What you have to do
The records that follow must be transcribed in full, without any change.

Information provided

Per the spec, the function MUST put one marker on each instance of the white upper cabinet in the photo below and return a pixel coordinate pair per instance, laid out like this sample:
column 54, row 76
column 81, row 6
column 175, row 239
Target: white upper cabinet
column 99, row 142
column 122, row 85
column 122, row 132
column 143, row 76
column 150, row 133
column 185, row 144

Written reply
Per the spec, the function MUST put one marker on each instance of the white upper cabinet in the photo below and return a pixel coordinate pair per instance, laid out like this sample:
column 54, row 76
column 81, row 6
column 175, row 239
Target: white upper cabinet
column 99, row 142
column 122, row 85
column 122, row 132
column 143, row 76
column 150, row 133
column 185, row 144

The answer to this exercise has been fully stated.